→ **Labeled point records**
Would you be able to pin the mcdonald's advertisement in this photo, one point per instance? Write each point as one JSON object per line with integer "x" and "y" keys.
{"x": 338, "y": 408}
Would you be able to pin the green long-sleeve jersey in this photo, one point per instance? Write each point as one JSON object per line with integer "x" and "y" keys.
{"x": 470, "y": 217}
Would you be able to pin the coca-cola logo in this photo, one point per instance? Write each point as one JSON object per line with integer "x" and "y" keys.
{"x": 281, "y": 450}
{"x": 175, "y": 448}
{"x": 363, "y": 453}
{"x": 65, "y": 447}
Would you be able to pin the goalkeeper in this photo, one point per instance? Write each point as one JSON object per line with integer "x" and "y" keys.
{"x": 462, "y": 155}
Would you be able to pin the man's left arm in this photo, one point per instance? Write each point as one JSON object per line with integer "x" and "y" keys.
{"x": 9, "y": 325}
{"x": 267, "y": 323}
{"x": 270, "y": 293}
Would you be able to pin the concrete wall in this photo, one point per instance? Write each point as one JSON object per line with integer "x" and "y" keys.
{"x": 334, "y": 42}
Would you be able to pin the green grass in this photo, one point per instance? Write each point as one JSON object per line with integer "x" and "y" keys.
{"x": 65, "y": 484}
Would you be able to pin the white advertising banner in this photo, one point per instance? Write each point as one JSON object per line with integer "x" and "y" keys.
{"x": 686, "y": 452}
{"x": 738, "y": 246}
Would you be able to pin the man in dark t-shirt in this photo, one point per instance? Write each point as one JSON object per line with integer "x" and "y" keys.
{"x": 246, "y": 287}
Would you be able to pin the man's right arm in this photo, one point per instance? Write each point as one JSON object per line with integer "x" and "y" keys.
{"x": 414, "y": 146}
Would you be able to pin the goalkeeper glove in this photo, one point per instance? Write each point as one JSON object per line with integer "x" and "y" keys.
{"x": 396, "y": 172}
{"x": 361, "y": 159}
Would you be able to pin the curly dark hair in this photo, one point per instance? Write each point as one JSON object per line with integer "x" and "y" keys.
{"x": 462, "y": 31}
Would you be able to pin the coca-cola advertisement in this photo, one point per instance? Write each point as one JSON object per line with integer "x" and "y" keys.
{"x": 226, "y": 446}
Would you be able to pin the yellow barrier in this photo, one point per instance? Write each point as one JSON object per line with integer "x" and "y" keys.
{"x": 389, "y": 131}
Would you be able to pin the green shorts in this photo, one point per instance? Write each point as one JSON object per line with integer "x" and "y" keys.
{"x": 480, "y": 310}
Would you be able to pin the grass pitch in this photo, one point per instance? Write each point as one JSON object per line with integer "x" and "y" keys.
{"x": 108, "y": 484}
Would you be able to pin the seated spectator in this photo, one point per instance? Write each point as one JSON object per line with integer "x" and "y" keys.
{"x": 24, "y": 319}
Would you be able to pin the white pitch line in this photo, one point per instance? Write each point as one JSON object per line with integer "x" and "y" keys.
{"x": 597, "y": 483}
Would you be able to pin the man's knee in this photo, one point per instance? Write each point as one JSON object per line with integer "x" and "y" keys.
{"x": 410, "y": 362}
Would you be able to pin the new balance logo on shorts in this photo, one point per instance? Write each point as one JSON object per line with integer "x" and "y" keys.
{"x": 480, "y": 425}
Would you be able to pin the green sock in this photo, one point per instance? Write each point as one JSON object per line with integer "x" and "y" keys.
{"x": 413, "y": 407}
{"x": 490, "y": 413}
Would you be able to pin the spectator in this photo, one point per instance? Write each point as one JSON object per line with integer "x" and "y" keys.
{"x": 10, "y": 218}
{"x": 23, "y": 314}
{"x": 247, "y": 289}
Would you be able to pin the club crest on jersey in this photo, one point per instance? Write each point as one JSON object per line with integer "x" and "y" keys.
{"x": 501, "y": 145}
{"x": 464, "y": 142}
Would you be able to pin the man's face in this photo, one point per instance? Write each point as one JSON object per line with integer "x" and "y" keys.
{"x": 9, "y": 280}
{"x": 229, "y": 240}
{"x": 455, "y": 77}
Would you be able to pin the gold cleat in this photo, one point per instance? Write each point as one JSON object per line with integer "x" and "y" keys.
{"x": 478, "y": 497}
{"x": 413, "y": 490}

==

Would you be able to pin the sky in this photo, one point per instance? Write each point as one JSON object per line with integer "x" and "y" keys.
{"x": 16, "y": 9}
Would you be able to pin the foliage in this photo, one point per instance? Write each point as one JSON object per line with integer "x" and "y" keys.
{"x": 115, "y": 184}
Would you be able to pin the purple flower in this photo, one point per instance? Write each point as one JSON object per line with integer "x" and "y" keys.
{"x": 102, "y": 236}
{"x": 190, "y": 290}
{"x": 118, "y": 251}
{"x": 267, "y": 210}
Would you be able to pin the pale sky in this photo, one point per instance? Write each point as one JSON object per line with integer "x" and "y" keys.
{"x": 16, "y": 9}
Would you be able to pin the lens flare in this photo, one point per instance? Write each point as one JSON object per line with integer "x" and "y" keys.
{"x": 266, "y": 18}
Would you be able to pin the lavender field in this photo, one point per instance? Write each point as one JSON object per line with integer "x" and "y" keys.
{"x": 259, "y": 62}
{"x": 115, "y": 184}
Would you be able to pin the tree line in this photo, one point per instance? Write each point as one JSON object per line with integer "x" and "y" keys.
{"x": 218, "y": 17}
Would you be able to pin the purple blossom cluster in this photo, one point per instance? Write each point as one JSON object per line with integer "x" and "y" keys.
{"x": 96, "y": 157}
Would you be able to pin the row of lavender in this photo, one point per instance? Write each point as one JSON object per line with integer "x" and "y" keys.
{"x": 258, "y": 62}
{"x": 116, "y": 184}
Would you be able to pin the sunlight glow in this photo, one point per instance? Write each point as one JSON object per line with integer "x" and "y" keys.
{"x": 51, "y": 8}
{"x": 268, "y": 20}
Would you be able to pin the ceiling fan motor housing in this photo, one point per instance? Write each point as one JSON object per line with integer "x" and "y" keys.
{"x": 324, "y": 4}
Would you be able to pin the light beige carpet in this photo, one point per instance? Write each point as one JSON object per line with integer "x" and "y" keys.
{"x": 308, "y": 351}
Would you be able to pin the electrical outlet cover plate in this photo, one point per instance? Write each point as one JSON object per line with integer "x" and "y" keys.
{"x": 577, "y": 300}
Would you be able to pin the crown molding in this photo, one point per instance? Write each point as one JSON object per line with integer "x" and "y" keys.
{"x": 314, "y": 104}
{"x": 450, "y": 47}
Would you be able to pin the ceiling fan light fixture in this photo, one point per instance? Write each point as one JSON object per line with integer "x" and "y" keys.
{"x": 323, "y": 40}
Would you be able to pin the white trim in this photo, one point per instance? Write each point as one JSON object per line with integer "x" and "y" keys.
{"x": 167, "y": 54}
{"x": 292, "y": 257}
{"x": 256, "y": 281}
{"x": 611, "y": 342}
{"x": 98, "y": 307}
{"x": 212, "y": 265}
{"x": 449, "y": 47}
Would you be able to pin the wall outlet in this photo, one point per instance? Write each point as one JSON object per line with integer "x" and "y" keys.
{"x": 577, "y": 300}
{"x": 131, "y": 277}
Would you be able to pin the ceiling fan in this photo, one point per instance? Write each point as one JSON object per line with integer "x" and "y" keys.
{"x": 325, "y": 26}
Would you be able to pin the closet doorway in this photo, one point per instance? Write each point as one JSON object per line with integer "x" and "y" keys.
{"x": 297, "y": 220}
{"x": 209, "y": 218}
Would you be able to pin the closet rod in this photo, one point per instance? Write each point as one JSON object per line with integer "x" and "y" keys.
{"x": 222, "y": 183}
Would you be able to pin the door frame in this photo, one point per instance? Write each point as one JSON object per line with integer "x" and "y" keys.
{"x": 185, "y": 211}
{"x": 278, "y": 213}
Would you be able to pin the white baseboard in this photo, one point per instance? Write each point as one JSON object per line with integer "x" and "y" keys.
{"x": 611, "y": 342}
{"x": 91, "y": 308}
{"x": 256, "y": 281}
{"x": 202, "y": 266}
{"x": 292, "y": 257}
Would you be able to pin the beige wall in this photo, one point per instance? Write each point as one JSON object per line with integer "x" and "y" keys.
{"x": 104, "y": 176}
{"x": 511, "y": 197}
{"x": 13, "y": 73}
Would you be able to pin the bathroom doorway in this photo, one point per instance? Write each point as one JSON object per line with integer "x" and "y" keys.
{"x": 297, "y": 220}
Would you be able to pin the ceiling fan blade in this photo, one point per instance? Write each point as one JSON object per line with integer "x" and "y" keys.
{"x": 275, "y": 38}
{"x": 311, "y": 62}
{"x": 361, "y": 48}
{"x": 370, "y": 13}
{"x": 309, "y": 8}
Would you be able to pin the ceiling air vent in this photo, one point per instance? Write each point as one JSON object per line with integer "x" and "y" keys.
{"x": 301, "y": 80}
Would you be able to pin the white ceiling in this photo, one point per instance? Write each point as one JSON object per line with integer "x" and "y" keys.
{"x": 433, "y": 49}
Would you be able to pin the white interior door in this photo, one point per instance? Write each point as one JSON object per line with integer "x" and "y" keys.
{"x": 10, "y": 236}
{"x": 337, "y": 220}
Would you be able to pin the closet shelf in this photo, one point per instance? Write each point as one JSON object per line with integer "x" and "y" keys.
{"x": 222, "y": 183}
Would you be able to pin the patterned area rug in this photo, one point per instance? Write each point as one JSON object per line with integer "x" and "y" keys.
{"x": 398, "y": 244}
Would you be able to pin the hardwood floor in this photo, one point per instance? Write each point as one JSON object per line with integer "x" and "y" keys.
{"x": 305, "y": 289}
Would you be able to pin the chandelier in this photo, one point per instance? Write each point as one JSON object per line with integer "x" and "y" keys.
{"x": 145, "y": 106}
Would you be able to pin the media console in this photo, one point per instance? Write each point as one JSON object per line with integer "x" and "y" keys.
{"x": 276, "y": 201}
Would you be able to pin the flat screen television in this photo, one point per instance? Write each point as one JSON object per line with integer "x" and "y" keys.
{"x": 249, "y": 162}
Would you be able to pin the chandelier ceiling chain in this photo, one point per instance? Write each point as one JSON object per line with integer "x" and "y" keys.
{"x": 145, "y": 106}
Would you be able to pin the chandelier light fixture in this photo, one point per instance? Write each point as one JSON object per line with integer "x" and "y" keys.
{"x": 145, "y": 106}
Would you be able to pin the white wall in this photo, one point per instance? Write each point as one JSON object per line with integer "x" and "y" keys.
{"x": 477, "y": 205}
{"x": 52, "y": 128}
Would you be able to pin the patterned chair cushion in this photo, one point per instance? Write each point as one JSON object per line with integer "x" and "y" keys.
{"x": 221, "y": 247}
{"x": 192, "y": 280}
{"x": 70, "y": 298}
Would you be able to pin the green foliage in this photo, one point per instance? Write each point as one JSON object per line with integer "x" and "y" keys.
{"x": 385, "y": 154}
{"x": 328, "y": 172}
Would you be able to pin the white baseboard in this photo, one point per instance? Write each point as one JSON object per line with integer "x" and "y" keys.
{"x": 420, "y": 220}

==

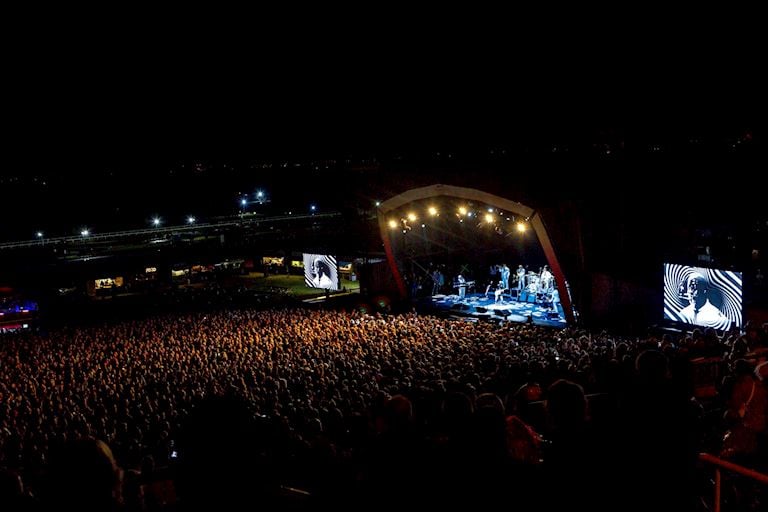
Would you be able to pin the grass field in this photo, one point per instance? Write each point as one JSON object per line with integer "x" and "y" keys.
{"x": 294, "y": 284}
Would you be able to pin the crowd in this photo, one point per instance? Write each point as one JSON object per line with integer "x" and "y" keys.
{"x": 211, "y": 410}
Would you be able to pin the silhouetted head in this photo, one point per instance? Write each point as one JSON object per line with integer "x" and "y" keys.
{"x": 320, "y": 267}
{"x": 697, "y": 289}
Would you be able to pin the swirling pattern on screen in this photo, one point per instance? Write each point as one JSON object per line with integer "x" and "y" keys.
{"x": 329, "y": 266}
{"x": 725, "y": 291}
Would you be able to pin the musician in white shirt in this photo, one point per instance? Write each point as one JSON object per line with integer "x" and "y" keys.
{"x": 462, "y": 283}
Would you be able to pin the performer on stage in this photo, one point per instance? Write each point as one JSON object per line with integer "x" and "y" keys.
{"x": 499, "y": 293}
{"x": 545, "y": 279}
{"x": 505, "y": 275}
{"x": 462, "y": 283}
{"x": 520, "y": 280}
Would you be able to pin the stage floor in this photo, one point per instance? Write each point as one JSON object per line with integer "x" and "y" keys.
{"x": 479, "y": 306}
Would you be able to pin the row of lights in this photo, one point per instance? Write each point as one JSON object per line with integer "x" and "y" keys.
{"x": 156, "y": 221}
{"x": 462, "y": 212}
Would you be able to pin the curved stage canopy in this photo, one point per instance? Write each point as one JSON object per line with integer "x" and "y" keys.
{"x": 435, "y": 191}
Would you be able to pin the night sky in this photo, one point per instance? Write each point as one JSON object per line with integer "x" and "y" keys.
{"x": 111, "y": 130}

→ **TASK OBJECTIVE**
Please pull out every line from the entries above that contains the word "goalkeeper".

→ **ANSWER FOR THE TASK**
Would you be able to pin the goalkeeper in this photo, one point per instance? Write each point as one JSON object per line with integer "x" and "y" keys.
Would you be able to pin the goalkeeper glove in this photo, one point per instance? Write each point as one JSON object per line with integer "x" and "y" keys.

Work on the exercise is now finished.